__Text section__
These two taxes--employer FICA and unemployment--are costs to your employer of having you as an employee.
Most people have a 401(k) plan at work, and know how much the employer match is. The median employer match on a 401(k) is 3% up to $225,000 of salary. If you are contributing sufficiently to receive this match, factor it in accordingly. You may need to adjust this number if there is a vesting schedule to the employer match.
Do not count fringe benefits for health insurance, HSA contributions, dependent care, or commuter benefits that come as a payroll deduction--you are paying that, and it's part of the wage segment of this calculation.
Rather, count what your employer is paying on his behalf. Typically, this might include an HSA contribution, premium contributions for health insurance, paying for a public transportation token or parking, etc.
What if you don't know the value? Figure on your total health care costing about 10% of your salary, and subtract off what you are putting in through pre-tax deferral. The limit on HSA contributions is $2850 for singles, $5650 for family. The limit on public transportation tokens is $110 per month. The limit on a parking contract is $215 per month.
This is a difficult one to ascertain. This seeks to capture the value of what your employer is providing for you to work. This includes office space, a phone line, a computer, maybe a Blackberry, office supplies, use of a copier, maybe free coffee, etc. Try to put a value on this as best you can.
If you cannot find a way to do so reasonably, ballpark it as another 10% of your wages.
Totaling It Up
When you have all components--wages, employer taxes, pension contributions, fringe benefits, and workplace amenities--total it up. What you will have is the total cost of your compensation. That is how much your employer is spending to retain you as an employee.
That--not just your wages--should be your starting point in any contracting negotiation.

__Record set__
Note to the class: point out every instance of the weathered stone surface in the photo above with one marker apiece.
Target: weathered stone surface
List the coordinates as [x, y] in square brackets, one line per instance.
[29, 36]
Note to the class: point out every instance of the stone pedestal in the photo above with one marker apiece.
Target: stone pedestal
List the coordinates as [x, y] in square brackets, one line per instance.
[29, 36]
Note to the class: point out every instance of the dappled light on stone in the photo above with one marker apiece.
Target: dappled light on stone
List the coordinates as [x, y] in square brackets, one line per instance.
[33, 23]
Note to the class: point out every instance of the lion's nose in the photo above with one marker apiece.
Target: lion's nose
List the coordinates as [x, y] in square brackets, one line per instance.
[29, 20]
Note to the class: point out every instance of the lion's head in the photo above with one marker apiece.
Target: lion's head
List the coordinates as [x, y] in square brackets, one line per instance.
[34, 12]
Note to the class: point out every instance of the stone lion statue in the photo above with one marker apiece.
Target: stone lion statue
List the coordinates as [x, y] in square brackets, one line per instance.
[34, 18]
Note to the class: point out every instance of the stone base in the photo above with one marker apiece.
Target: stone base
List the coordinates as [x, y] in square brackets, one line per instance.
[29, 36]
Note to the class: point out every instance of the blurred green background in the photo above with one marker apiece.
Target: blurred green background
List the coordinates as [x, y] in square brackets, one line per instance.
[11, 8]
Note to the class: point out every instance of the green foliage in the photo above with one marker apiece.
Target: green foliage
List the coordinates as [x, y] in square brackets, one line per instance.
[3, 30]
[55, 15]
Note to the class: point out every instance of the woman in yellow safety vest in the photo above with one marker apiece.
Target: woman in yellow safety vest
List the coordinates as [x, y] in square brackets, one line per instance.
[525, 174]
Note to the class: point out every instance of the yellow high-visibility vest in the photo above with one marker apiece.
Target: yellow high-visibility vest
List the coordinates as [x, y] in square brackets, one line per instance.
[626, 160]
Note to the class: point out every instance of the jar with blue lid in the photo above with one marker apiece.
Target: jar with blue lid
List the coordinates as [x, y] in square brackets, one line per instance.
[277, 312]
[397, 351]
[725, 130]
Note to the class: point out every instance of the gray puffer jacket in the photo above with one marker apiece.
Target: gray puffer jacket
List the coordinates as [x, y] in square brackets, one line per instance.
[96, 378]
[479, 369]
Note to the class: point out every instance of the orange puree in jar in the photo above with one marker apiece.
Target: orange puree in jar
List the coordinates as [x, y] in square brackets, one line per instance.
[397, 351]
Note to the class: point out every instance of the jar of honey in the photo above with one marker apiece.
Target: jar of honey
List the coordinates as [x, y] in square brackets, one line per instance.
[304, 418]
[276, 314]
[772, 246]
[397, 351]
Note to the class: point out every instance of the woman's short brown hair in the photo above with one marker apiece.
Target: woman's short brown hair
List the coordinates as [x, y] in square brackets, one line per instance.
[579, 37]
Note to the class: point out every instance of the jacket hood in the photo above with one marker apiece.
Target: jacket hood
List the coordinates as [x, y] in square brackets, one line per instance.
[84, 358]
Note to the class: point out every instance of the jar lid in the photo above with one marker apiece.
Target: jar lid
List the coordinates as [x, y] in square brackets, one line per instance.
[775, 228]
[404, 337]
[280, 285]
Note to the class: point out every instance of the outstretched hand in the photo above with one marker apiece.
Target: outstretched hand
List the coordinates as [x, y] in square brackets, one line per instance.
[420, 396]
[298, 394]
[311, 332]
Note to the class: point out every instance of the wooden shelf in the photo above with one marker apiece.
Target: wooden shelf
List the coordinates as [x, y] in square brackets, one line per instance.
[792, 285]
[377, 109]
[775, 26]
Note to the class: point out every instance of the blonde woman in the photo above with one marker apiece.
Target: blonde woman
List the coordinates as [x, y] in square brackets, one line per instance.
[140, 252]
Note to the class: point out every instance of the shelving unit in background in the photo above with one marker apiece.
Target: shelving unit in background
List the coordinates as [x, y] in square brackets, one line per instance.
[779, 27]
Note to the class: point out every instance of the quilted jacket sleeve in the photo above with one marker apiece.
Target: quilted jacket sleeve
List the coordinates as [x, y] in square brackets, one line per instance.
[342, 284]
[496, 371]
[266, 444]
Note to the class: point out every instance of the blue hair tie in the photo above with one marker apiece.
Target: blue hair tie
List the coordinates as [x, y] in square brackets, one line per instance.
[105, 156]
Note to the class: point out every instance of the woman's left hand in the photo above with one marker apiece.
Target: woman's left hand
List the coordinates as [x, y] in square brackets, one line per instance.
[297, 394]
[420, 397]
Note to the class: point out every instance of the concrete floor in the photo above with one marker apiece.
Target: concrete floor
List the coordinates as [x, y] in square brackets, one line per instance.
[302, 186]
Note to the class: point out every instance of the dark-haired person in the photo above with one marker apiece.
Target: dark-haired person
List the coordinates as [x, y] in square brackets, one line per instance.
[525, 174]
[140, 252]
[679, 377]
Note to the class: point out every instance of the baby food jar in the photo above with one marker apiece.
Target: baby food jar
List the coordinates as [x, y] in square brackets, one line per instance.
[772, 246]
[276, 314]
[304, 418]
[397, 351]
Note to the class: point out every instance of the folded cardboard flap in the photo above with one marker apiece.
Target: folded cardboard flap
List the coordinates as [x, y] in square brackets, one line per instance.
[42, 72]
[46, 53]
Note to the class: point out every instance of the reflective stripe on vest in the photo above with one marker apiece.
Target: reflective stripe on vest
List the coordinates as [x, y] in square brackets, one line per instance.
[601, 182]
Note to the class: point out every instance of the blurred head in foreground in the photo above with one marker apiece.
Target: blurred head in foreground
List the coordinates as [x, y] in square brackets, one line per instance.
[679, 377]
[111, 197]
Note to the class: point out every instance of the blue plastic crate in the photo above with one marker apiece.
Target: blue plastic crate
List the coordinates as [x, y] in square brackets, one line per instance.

==

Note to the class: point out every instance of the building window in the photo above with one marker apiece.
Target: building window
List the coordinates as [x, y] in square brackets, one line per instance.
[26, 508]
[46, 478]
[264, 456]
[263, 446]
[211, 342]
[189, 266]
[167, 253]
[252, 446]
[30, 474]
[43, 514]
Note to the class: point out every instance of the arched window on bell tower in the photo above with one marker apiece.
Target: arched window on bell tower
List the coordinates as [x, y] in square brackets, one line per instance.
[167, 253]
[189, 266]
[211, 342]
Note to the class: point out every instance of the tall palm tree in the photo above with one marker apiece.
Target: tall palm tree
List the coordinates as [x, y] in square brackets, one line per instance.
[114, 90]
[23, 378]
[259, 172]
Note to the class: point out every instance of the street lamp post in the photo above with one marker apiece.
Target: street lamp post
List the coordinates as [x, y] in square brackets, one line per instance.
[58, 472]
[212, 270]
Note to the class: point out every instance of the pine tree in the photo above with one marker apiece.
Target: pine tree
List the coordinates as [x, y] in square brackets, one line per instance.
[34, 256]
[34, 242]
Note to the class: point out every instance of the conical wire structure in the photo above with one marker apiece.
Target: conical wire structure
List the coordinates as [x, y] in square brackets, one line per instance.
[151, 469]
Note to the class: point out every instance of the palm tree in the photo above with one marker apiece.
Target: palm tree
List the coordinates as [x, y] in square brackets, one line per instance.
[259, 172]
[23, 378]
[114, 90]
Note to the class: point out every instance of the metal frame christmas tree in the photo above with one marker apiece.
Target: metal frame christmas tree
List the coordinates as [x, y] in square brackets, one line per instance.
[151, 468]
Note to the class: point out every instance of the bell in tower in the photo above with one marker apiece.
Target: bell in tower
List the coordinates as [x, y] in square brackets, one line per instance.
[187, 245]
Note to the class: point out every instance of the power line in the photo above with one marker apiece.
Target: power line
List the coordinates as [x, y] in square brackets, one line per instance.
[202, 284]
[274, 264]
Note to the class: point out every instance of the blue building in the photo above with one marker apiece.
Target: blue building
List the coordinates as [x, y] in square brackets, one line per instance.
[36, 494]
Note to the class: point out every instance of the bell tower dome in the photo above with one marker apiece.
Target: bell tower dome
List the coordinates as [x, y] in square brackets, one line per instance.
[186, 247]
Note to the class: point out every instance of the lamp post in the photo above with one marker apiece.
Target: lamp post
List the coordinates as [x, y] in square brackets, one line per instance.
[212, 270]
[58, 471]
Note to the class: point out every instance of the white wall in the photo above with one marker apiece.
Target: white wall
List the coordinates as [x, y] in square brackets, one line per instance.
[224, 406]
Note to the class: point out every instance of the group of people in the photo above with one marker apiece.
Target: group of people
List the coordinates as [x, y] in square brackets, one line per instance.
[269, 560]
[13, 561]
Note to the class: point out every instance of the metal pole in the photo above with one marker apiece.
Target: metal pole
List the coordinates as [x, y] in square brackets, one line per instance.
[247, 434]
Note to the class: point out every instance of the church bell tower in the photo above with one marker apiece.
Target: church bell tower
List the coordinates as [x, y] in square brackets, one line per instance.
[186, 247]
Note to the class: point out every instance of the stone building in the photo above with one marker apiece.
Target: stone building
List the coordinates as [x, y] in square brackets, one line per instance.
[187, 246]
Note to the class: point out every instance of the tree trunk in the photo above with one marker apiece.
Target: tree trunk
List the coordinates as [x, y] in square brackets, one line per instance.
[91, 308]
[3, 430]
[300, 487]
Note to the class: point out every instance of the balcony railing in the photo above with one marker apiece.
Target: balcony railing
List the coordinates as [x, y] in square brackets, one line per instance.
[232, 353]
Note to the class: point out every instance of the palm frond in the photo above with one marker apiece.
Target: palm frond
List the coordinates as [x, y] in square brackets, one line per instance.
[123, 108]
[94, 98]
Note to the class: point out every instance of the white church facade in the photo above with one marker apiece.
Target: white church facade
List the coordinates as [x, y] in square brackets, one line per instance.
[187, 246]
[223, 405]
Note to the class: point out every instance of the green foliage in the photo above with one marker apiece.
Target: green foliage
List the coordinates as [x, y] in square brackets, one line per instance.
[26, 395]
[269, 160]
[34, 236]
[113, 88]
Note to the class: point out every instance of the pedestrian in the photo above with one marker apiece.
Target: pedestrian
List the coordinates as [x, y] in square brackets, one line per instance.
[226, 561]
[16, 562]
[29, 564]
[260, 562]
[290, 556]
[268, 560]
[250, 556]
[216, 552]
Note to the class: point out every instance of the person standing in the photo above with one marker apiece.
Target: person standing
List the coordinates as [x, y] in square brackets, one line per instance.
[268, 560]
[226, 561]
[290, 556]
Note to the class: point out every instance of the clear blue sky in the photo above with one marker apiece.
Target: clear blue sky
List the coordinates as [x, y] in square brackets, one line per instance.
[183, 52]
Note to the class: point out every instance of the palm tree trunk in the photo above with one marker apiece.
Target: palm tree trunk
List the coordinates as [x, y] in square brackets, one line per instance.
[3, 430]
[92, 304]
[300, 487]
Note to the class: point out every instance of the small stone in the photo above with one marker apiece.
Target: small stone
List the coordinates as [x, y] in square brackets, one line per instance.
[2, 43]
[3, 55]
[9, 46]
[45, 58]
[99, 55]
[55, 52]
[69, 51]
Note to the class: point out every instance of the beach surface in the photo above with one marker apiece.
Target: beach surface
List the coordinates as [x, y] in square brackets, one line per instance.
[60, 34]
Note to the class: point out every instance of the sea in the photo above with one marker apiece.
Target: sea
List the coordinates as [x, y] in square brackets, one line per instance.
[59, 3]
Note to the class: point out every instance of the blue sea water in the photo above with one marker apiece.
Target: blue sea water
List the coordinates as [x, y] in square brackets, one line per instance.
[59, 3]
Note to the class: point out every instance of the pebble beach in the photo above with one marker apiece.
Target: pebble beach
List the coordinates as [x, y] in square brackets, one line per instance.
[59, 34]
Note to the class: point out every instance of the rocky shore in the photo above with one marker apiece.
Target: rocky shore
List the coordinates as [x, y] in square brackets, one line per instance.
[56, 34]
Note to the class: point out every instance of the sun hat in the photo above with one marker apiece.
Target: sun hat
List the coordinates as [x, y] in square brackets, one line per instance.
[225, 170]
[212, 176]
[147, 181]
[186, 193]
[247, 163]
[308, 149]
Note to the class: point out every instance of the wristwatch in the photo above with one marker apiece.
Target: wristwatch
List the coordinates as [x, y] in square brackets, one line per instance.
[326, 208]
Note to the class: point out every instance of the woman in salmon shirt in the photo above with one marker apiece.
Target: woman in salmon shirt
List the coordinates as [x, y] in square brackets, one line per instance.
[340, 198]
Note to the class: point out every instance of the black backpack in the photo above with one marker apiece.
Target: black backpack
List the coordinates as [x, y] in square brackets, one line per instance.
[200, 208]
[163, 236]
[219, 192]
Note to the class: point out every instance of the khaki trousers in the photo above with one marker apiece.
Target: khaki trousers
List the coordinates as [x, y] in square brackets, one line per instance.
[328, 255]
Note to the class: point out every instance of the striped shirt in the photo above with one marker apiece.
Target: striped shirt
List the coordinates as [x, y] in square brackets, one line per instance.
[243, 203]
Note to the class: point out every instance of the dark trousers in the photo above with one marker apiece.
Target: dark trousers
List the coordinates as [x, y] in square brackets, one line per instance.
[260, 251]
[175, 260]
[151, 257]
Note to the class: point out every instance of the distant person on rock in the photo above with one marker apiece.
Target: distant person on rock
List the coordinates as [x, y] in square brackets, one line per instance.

==

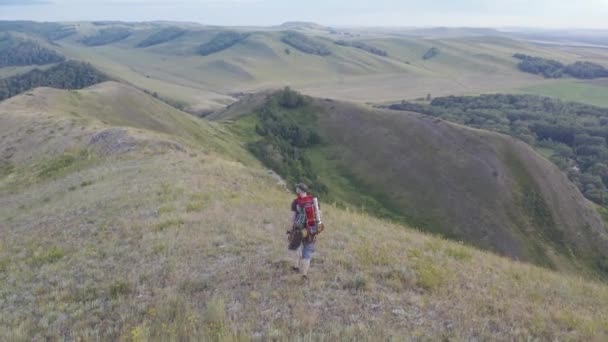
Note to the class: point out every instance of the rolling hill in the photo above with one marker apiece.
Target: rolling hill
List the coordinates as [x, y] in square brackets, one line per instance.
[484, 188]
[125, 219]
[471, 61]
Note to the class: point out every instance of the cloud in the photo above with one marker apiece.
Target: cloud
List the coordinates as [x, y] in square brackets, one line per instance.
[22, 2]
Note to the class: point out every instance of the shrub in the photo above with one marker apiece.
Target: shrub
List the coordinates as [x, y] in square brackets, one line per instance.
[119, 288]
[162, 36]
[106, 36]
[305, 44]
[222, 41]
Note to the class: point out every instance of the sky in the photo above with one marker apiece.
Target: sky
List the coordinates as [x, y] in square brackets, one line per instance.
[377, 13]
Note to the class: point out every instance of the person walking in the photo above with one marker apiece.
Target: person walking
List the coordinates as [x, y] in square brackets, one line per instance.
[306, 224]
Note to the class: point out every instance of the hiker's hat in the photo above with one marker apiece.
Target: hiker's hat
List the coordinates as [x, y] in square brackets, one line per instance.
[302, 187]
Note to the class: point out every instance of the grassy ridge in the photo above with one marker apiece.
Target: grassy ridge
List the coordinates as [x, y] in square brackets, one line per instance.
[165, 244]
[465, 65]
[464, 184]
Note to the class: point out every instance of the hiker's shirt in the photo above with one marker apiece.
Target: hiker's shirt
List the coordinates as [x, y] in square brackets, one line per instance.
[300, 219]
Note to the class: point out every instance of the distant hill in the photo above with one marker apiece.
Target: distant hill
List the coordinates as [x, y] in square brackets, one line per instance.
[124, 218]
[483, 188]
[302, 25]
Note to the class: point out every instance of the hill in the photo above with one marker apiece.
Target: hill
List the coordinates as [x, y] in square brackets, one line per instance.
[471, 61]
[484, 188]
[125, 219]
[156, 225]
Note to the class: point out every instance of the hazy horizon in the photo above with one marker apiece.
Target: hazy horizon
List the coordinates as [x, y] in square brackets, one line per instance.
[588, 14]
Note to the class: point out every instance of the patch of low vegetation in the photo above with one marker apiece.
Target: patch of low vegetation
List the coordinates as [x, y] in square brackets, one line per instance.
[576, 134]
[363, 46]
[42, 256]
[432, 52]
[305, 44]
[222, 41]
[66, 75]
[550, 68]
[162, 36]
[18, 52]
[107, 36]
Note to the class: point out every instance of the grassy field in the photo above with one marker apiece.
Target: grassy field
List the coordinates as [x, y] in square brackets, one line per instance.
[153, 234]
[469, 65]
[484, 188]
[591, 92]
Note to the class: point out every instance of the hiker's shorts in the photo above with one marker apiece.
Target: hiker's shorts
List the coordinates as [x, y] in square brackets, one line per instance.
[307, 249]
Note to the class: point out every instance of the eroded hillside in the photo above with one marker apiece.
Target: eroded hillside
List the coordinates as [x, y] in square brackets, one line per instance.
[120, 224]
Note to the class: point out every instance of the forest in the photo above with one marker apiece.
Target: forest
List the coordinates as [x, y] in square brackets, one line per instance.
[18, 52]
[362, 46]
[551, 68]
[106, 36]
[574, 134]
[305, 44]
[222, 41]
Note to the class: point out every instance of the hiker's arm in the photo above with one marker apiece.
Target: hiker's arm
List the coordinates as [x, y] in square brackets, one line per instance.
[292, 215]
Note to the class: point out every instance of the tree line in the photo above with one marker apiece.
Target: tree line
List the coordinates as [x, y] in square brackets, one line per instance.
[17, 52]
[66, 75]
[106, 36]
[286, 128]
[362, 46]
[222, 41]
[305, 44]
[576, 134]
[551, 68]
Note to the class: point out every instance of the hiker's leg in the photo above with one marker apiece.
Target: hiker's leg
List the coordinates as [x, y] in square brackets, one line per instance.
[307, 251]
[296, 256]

__Requirements__
- a) According to the text on employee compensation, what is the monthly limit on public transportation tokens?
- b) Retype the passage of the text on employee compensation that begins at the words "Do not count" and stops after the words "is $215 per month.".

__Responses__
- a) $110 per month.

- b)
Do not count fringe benefits for health insurance, HSA contributions, dependent care, or commuter benefits that come as a payroll deduction--you are paying that, and it's part of the wage segment of this calculation.
Rather, count what your employer is paying on his behalf. Typically, this might include an HSA contribution, premium contributions for health insurance, paying for a public transportation token or parking, etc.
What if you don't know the value? Figure on your total health care costing about 10% of your salary, and subtract off what you are putting in through pre-tax deferral. The limit on HSA contributions is $2850 for singles, $5650 for family. The limit on public transportation tokens is $110 per month. The limit on a parking contract is $215 per month.